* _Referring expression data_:
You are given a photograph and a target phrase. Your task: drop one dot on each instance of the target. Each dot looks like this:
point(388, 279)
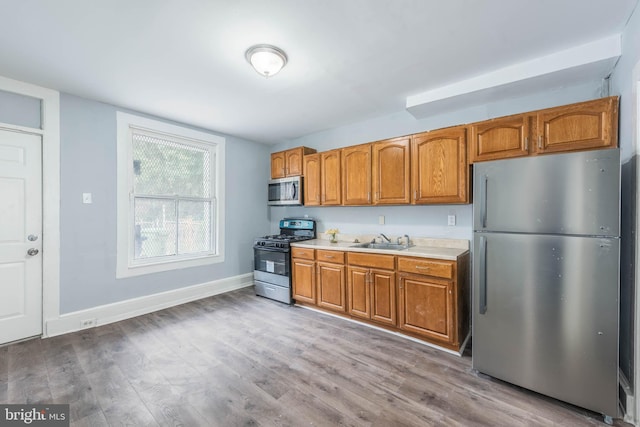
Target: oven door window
point(271, 261)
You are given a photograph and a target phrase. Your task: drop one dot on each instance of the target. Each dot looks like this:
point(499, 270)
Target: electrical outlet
point(89, 323)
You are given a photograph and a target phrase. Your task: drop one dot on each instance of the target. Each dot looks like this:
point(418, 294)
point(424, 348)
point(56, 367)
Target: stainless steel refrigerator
point(546, 275)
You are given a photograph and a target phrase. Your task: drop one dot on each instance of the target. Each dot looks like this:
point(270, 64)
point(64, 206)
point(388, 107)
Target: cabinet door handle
point(483, 201)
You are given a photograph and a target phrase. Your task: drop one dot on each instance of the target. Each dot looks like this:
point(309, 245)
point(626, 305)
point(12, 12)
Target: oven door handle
point(262, 248)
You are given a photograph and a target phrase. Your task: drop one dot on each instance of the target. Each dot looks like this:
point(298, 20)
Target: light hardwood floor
point(241, 360)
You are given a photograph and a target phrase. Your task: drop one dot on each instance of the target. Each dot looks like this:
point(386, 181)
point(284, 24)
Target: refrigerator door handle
point(482, 261)
point(483, 201)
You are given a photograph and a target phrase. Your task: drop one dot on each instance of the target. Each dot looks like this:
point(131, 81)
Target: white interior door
point(20, 236)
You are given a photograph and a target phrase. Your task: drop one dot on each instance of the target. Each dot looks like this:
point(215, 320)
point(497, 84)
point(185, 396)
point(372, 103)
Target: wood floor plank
point(236, 359)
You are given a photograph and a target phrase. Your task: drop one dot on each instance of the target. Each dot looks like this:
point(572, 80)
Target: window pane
point(163, 167)
point(194, 226)
point(155, 228)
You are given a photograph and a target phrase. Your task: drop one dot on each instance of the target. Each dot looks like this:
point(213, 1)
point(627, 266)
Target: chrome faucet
point(385, 238)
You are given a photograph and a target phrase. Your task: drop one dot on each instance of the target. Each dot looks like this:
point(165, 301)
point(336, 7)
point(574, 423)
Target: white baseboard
point(109, 313)
point(626, 399)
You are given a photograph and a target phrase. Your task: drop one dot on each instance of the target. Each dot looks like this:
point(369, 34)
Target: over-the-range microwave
point(285, 191)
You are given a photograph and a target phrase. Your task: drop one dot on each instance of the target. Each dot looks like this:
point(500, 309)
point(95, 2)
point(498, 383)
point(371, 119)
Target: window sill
point(123, 271)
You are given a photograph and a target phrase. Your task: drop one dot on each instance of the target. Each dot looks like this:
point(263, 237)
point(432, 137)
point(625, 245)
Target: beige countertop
point(447, 249)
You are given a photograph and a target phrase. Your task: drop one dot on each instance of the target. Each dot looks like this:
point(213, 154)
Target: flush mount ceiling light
point(267, 60)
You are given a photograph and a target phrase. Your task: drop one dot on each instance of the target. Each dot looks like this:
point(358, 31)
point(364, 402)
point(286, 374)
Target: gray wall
point(20, 110)
point(88, 231)
point(623, 82)
point(419, 221)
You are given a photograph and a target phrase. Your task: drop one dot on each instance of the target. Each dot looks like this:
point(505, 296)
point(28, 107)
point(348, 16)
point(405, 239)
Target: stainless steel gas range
point(272, 258)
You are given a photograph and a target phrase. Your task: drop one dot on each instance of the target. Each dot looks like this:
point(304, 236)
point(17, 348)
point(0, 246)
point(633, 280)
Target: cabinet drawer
point(372, 260)
point(303, 253)
point(426, 266)
point(336, 257)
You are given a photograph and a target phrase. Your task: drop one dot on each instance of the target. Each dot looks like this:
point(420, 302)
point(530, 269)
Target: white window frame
point(126, 266)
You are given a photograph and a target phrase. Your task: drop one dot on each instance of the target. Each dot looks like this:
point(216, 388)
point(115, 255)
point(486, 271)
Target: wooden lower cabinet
point(426, 306)
point(303, 276)
point(433, 299)
point(422, 297)
point(371, 292)
point(331, 286)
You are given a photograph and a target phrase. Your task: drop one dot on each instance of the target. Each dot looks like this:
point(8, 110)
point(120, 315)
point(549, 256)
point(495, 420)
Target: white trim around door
point(50, 131)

* _WHAT YOU WILL DO_:
Transcribe each entry above exactly, apart from the pictures.

* _ANSWER BOX_:
You are given a photograph and a target phrase. Your task: drop one dot on each instance of the target. Each dot looks like this:
point(388, 279)
Target: oven door window
point(271, 261)
You are given a photograph and a target phrase. Your task: drop one dot on each instance of the target. Each dot looks like this:
point(499, 270)
Target: electrical outlet
point(89, 323)
You are given a photograph and a target phrase. Your task: drop one dot on each instance of the target. Each dot looks like this:
point(418, 294)
point(424, 348)
point(56, 367)
Target: stainless steel refrigerator
point(546, 275)
You are given a photograph and a target phrase. Your task: drop one dot on each instance of the target. Each dot looks like this:
point(270, 64)
point(64, 206)
point(388, 107)
Target: cabinet door handle
point(483, 201)
You are given a photograph and a target phrase. Your task: drop one dot on each instance of the target. Each dot looks like this:
point(309, 245)
point(626, 305)
point(12, 12)
Target: oven door handle
point(262, 248)
You are given a photograph and a target phrase. Your task: drop one dot on each instance of the target. Each dot looks like this:
point(298, 20)
Target: light hardwood floor
point(241, 360)
You are given a photograph and a target phrase. Your task: drop one dot on each instance of the target. Each dot looks like this:
point(386, 181)
point(284, 24)
Target: refrigerator door handle
point(482, 261)
point(483, 201)
You are given a photograph and a target phrase. Your task: drop one dot on each instance of the target. Each dot looks like this:
point(131, 81)
Target: white interior door
point(20, 236)
You are given a photograph and a target phrase. Your task: drop one dot on each instance of the target. Each dot looks like this:
point(215, 320)
point(497, 84)
point(185, 396)
point(372, 103)
Target: wood floor plank
point(236, 359)
You are given a photograph and a target phrase. Your task: drop one dot on each instance of the target. Each dot looks like this:
point(572, 80)
Target: window pane
point(163, 167)
point(194, 226)
point(155, 228)
You are given a photograph and a target phrase. Your task: drop one dot on each instance of the target. Each dot looks like this:
point(213, 1)
point(627, 266)
Target: chrome faucet
point(385, 238)
You are given a photograph and a target phrase. Your task: drop one dot on each instance of the target. Each dot looks like this:
point(165, 301)
point(336, 7)
point(574, 423)
Target: white baseboard
point(109, 313)
point(626, 399)
You are given a photograph and a target phrase. Your task: drop one dot on each instance of the target. Each dot looks like this:
point(369, 34)
Target: over-the-range microwave
point(285, 191)
You are given a photograph and a target phrase. Your task: drop one dot on each instance of the target. Each dot looks like this:
point(500, 309)
point(95, 2)
point(498, 383)
point(371, 119)
Target: window sill
point(123, 271)
You are given a photograph and a target phrase. Your task: drop one dot on each instance of the target. Each dot looks like this:
point(263, 237)
point(432, 137)
point(625, 245)
Target: beige countertop
point(447, 249)
You are given a photograph and a target phrase. Your task: drop one dot on each instance of the target. Each dot looks like this:
point(213, 154)
Target: flush mount ceiling light
point(267, 60)
You are given a photograph and a target phrase. Your task: drop one dot on each instance of the target. Each dot looks like this:
point(358, 31)
point(364, 402)
point(286, 374)
Target: gray wall
point(20, 110)
point(88, 231)
point(623, 82)
point(419, 221)
You are given a photograph and a target phrase. Your task: drop one dot on each instance of the target. Each dot looks like this:
point(505, 296)
point(28, 107)
point(348, 16)
point(405, 239)
Target: stainless steel gas range
point(272, 258)
You are given a photograph and a target phrase. Your task: drop one dot on each instance of the target. Each dot looks like this:
point(304, 236)
point(17, 348)
point(0, 246)
point(633, 280)
Target: cabinet drawer
point(372, 260)
point(303, 253)
point(426, 266)
point(336, 257)
You are given a photograph and a target phrase. Your task: drop one dot on each instance of the target. Each dot looks like this:
point(420, 302)
point(530, 269)
Target: white window frame
point(126, 266)
You are given a photograph and a target phrase. Your task: drop one dot on each instance of the target. Each dot looks like this:
point(216, 388)
point(115, 255)
point(486, 271)
Target: wooden lower cabinet
point(426, 306)
point(303, 276)
point(433, 299)
point(422, 297)
point(371, 292)
point(331, 286)
You are given a photograph and a target phrase. Your task: drop one dot on each instance of the target. Each dot looks like this:
point(8, 110)
point(120, 315)
point(549, 256)
point(495, 420)
Target: white trim around door
point(50, 131)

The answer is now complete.